▶ What you should do: Starting at the line that contains "Reviewer note: check that each instance of the green", restate each line word for word through the final line of the data, keeping both ends.

▶ The records:
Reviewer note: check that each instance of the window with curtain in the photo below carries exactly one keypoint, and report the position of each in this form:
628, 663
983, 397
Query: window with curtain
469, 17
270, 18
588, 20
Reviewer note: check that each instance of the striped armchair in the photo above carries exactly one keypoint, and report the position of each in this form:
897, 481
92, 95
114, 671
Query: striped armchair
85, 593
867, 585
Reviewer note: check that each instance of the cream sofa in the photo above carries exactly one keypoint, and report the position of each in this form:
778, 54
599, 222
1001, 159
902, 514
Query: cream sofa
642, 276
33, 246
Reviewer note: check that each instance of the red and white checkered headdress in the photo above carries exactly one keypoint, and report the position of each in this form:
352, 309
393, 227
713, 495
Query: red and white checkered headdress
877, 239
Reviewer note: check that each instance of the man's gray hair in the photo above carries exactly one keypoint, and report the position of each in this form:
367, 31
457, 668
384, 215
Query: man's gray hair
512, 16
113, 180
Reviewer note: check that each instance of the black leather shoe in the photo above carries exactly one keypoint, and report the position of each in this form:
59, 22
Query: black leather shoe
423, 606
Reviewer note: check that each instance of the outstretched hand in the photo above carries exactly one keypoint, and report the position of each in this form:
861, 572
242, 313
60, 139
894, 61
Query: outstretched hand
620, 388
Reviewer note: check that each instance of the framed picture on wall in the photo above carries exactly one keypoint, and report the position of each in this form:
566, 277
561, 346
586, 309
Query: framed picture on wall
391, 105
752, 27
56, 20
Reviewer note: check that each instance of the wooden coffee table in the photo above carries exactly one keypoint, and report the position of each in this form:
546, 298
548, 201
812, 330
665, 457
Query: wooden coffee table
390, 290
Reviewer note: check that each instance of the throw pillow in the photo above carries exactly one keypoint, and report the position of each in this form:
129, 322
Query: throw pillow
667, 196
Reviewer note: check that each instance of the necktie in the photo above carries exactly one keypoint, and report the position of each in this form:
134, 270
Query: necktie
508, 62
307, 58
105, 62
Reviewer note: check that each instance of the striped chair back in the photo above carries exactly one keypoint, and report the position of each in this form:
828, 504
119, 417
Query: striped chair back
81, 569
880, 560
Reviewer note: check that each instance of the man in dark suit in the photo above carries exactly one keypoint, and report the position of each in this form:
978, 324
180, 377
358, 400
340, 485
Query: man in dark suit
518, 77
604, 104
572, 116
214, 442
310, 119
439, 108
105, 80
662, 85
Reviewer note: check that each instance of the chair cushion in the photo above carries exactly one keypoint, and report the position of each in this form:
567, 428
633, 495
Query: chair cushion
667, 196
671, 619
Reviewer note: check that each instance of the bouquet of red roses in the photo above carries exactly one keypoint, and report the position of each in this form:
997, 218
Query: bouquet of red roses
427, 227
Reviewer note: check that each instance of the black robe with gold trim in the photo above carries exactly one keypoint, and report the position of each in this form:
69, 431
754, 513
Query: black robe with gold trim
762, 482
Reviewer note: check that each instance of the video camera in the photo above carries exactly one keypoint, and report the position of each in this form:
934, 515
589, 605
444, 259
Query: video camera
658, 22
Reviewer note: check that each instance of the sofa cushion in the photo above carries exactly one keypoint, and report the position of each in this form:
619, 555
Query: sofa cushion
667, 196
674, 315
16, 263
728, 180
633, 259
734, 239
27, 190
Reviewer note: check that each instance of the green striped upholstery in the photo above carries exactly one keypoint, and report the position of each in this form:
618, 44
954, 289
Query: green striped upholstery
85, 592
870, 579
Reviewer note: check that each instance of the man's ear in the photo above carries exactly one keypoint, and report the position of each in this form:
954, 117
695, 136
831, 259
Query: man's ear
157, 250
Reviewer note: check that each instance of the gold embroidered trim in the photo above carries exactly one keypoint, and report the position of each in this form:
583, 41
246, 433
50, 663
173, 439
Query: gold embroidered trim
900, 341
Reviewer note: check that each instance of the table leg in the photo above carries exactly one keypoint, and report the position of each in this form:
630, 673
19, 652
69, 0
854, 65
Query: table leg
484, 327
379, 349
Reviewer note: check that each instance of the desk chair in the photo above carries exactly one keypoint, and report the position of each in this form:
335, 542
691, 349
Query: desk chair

▶ Answer in full:
Reviewer note: check that each instance of the green striped upholstery in the photo above carries exactly one keypoint, and report the position of each in this form:
618, 44
954, 289
Query: green striped upholstery
85, 592
870, 579
Reviewer note: check that each instance of the man's ear in the photo above carries exactly one keypoint, and report the position of each in this form:
954, 117
695, 136
831, 259
Query: man's ear
157, 250
Reviewer note: check that each instance of the gold embroidered trim in the photo above carries exactly one keypoint, and report the position of each in this form:
583, 41
246, 433
50, 663
173, 439
Query: gold embroidered trim
900, 341
Reviewer note: check that each instance of the table leg in the photo above carries exactly one keypoint, and report the position of each in this form:
630, 673
19, 652
69, 0
854, 65
Query: table leg
484, 327
379, 349
Reviewer note: check that each instance of the desk chair in the photo above carries exactly one keypoint, and report the position of each in this form:
335, 542
691, 349
Query: desk chair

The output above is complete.